══ TASK MATERIAL ══

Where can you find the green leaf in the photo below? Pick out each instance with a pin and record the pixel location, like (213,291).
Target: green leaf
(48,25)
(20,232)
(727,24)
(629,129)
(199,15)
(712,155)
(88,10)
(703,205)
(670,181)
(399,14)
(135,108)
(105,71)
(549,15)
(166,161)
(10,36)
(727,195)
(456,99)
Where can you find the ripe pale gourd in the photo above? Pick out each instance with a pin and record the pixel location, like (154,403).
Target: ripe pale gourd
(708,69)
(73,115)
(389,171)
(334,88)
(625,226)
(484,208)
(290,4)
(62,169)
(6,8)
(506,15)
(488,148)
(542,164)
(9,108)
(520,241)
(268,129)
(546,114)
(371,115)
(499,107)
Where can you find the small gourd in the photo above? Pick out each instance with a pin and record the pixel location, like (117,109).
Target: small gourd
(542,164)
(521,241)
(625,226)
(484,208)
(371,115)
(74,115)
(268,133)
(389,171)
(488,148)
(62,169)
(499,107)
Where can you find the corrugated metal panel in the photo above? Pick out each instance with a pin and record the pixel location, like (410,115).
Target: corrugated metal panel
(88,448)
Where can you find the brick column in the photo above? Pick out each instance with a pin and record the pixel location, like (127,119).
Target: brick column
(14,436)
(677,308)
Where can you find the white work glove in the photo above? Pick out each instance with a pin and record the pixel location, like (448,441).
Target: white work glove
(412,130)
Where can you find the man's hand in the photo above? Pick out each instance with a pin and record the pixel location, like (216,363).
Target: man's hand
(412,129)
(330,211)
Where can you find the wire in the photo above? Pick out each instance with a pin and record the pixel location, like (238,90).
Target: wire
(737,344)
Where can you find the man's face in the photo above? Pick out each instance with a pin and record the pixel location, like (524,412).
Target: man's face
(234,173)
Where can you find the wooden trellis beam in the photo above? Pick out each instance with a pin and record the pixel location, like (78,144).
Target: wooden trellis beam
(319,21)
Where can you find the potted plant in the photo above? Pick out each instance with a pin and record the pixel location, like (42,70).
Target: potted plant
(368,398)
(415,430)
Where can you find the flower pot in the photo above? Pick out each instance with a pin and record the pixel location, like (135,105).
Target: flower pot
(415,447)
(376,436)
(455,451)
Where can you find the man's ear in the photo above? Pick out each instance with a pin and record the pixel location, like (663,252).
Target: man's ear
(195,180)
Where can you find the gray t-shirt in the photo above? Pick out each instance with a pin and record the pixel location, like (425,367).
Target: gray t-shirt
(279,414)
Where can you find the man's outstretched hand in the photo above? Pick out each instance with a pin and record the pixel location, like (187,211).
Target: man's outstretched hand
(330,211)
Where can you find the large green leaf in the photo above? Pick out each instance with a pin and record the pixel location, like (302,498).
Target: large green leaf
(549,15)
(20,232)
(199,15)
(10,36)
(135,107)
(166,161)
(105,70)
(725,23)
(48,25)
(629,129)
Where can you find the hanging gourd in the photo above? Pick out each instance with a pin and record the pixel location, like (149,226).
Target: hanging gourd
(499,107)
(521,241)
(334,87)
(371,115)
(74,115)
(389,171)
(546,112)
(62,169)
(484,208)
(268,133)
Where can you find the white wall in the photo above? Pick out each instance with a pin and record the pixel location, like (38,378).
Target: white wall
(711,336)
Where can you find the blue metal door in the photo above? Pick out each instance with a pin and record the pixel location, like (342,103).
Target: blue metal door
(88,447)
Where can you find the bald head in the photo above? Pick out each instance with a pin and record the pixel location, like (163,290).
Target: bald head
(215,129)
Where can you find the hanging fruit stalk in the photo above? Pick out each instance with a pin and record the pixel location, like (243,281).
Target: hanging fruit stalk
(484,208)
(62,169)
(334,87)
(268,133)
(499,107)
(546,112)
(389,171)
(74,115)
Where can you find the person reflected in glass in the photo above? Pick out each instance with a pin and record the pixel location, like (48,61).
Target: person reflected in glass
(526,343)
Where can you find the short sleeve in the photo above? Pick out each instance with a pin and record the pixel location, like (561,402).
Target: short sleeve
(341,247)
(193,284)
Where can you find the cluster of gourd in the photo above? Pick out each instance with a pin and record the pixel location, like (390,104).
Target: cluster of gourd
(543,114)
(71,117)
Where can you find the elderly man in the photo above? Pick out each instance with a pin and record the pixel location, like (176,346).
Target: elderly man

═══
══ TASK MATERIAL ══

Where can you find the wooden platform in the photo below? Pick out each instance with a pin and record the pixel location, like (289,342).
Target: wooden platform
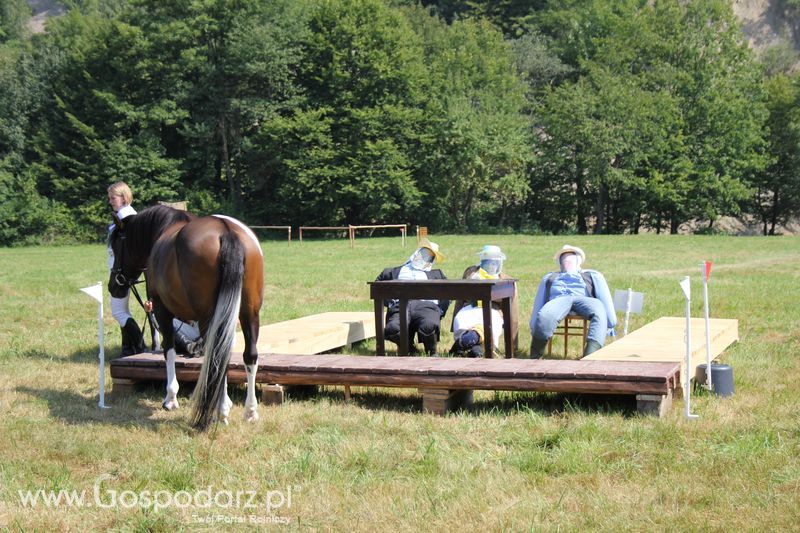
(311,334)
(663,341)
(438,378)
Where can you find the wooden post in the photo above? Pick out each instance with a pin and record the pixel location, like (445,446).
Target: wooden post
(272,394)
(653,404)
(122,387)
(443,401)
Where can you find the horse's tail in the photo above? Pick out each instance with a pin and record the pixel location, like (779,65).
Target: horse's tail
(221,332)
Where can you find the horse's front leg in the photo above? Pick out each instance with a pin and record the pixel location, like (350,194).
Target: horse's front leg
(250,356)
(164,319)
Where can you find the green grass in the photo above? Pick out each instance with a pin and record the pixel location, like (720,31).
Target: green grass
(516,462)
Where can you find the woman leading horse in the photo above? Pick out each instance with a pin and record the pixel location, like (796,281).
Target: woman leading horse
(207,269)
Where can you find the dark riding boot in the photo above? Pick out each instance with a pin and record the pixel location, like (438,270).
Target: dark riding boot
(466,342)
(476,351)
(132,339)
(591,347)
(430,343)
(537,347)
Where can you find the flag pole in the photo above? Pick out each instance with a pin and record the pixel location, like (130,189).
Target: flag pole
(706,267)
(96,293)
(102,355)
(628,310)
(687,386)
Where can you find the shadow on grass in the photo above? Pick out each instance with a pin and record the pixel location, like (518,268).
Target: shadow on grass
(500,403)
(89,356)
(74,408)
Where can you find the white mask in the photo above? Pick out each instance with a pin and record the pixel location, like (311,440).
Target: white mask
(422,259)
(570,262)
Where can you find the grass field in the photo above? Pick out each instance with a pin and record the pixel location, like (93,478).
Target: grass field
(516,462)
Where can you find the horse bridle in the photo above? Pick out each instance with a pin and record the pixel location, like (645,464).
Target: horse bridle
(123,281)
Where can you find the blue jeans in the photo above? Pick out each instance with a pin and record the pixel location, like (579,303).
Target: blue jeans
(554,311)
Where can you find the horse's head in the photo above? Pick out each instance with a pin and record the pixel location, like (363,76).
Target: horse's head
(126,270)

═══

- **EXERCISE AIM**:
Collect every line of the records above that contains the string "grass", and copy each of those lines in full.

- **SOLVED PROBLEM**:
Where can you find the green grass in the photo above? Pick out each instance with a pin and record the pixel location, like (720,31).
Target: green grass
Where can you find the shadow on grass in the photo above? Pick out each instance with a pin and record the pixel location, like (518,268).
Target: shadow on grass
Where can you find the grass field in the photo above? Pick out each instance with a pin and record the pixel location, like (93,478).
Target: grass field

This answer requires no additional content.